CHALLENGE | Your job is to restate each entry word for word.

DATASET RECORDS |
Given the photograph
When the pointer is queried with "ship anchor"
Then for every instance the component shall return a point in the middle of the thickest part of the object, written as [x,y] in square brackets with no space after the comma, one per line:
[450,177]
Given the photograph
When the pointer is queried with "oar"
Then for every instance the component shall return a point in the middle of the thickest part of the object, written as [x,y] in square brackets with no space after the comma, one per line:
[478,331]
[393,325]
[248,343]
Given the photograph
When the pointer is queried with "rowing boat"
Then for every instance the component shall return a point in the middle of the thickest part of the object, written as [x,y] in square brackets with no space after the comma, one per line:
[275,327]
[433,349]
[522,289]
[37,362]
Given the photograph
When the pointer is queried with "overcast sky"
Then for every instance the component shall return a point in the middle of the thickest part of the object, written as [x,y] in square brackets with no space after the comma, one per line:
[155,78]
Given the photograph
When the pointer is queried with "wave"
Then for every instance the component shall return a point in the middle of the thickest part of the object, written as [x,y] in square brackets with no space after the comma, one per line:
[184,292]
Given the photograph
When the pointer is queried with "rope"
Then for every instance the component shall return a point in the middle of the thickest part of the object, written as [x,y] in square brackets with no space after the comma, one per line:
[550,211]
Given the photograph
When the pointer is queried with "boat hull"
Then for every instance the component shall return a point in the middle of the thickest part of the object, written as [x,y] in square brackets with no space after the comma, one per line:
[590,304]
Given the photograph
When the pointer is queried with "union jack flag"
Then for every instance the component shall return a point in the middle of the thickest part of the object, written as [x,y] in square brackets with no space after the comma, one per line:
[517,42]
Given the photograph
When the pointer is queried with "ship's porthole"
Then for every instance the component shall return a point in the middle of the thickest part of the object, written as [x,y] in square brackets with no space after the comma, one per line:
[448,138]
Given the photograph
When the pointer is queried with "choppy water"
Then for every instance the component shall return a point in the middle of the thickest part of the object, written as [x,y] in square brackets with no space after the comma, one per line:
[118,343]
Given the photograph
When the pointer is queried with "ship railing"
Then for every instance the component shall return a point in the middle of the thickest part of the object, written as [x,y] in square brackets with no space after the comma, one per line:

COMPLETED TASK |
Given the photograph
When the pointer is queried with "ship anchor"
Then for every instance the component shall return a point in the middle of the thickest part of the object, written as [x,y] in square brackets with no space after the comma, one per line:
[450,177]
Given the photograph
When the pointer is queried with "oar"
Then for every instance the component shall return a point in the middle of the thickest part of the object, written as [x,y] in square brackets with no space after the comma, one per line:
[478,331]
[393,325]
[248,343]
Given the photograph
When the pointer is queried with "rowing boat"
Then for every instance the component shall return a point in the middle of the thickest part of the object, written as [x,y] in square brackets with no space after the comma, one per line:
[275,327]
[433,349]
[522,289]
[37,362]
Given the photograph
When the pointer is queried with "overcast sky"
Then for every instance the component shall return a point in the middle of the thickest part of the object, written as [x,y] in square brackets with no space after the comma, one per line:
[155,78]
Given the photograph
When the pointer is queried with "wave"
Then for every instance the component shall return a point in the middle of the thickest part of the object, written as [x,y] in square brackets with no space after the comma, one per line:
[184,292]
Given the photograph
When the pointer is queried with "rope"
Then for every instance the component shall return a point in the middle of the thickest part of the object, written as [x,y] in square brackets with no space after the comma, one per line:
[550,211]
Given the photograph
When the pointer is queried with "boat hull"
Then for every instance the component shall return a point in the middle of the thickest part of the object, written as [x,y] in square brackets with no space after the comma, one per line:
[590,304]
Given the photograph
When the pointer is queried with "union jack flag"
Then for every instance the component shall return a point in the middle of the thickest part of the object, written as [x,y] in square brackets with no space after the comma, one per line:
[517,42]
Given the photograph
When the pointer is queried with "ship's porthole"
Then for every instance the component shall return a point in the middle of the thickest part of the object, written as [x,y] in square brackets with no space after the comma, one per line:
[448,138]
Given the photograph
When the pointer is queried with "choppy water"
Then for every instance the component shall return a point in the middle of the thickest part of the object, written as [x,y] in square brackets with no space after the comma, one per line:
[118,343]
Given the photograph
When the pointer is queried with "ship railing"
Then for every instance the component shall return a point in the middle of the thickest part of the object, written as [x,y] in square brackets with no space after the comma, one per line:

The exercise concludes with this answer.